• [Etkinlik 1] Genç kalma önerileri üzerine metinden "Kirli hava ve" ifadesiyle başlayıp "de önüne geçilir." ifadesine kadar olan kısmı, bu son ifade de dahil olmak üzere, hiç değiştirmeden kopyalayın.
• [Etkinlik 2] Genç kalma önerileri üzerine metni, son cümlesinden sonra gelecek biçimde devam ettirin.

Genç kalmak için düzenli uyku
Vücudun tüm gün boyunca yaşadığı stresi azaltması ve fiziksel yorgunluğun azalması açısından düzenli uyku çok önemlidir. Bir sonraki güne hazırlanarak doğru başlanabilmesi, zihne dolan gereksiz bilgilerin ve kaygıların uzaklaştırılması ve birçok geri dönüş süreci için en temel süreçlerden biridir. Aynı zamanda düzenli uyku cilt hücrelerinin bioritmik çalışmasını destekleyerek cilt sağlığını ve ışıltısını artırmaktadır.
Kirli hava ve kimyasallara dikkat!
Yaşlanmayı hızlandıran etkenlerin başında çevresel faktörler gelir. Hava kirliliği, tarımsal ilaçlar, radyasyon, vücuda temas eden yapay malzemelerde kullanılan kimyasallar, gıdalarda kullanılan denetimsiz kimyasallar vücudun hızlı yaşlanmasına neden olur. Sigara ve tütün ürünleri de yaşlanmayı hızlandıran faktörlerin arasında bulunur. Bu etkenlerden uzak durarak vücuda her gün yeni toksinler verilmesinin de önüne geçilir.
Suyunuzu yanınızdan ayırmayın
Dışardan alınan toksinlerin yanında, her gün yürütülen yaşamsal işlemlerden dolayı bedenimizde metabolik atıklar birikmektedir. Bu atıklardan arınmanın ilk aşaması su/sıvı tüketiminin yeterli olmasıdır. Böylece atıklar vücuttan daha kolay atılacaktır. Normal kiloda bir yetişkinin günlük tüketmesi gereken sıvı miktarı 2 ile 3 litre arasında değişmektedir.

• [Alıntılanan veriler]

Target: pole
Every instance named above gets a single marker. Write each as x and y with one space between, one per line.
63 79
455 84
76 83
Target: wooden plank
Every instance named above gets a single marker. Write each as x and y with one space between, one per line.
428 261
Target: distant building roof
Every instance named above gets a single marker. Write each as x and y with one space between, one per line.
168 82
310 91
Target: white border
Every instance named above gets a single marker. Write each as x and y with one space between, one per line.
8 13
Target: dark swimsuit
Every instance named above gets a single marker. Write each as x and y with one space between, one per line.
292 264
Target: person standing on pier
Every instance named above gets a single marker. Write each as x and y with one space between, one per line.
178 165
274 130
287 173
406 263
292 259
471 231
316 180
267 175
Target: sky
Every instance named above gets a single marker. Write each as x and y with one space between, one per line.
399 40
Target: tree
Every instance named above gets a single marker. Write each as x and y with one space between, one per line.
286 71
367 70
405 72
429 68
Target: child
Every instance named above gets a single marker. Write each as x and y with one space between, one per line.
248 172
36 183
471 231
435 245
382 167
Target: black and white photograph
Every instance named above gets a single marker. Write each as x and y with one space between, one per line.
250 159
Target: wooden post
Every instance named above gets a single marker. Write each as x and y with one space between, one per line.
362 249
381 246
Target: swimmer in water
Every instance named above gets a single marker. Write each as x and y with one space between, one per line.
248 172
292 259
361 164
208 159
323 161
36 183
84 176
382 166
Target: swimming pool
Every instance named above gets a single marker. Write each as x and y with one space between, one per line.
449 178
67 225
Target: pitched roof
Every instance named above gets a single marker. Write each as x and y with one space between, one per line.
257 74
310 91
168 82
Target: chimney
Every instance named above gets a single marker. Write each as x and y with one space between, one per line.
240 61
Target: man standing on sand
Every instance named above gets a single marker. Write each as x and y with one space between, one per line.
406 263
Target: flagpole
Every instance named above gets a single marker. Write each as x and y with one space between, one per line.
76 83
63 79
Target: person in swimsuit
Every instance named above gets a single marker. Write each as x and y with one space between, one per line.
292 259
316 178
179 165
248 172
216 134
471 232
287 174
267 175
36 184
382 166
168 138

• [Cevap alanı 1]
Kirli hava ve kimyasallara dikkat!
Yaşlanmayı hızlandıran etkenlerin başında çevresel faktörler gelir. Hava kirliliği, tarımsal ilaçlar, radyasyon, vücuda temas eden yapay malzemelerde kullanılan kimyasallar, gıdalarda kullanılan denetimsiz kimyasallar vücudun hızlı yaşlanmasına neden olur. Sigara ve tütün ürünleri de yaşlanmayı hızlandıran faktörlerin arasında bulunur. Bu etkenlerden uzak durarak vücuda her gün yeni toksinler verilmesinin de önüne geçilir.

• [Cevap alanı 2]
Düzenli bir egzersiz programı uygulayın
Yaşlanmayı geciktirmek, toksinlerden arınmak ve yaşam kalitesini artırmak için bireysel olarak planlanmış egzersiz programları, yaşlanmayı geciktirme sürecinde olmazsa olmaz bir basamaktır.
Vitamin destekli besinler tüketin
Vücutta biriken toksinlerden, ilaç kalıntılarından ve metabolik atıklardan kurtulmanın ve yaşlandırma gibi zararlı etkilerini azaltmanın ilk ve en önemli aracı yine insan vücudunun kendisidir. Vücudun kendine ait detoksifikasyon enzimleri mevcuttur. Ama bu enzimlerin çalışabilmesi için çeşitli vitamin ve minerallere ihtiyaç vardır.
Çinko, Bakır, Manganez, Selenyum; A, C ve E vitamini vücudun temizleyici sisteminde etkin olarak yer alırlar. Bu desteğin en güzel yanı ise bu ihtiyaçların doğal gıdalardan karşılanabilmesidir. Ceviz, fındık, badem, buğday, bulgur, kuru baklagiller, havuç, kuşburnu, domates, turunçgiller, maydanoz, yumurta, deniz ürünleri, taze sebze ve meyve tüketmek bu açığı kapatacaktır.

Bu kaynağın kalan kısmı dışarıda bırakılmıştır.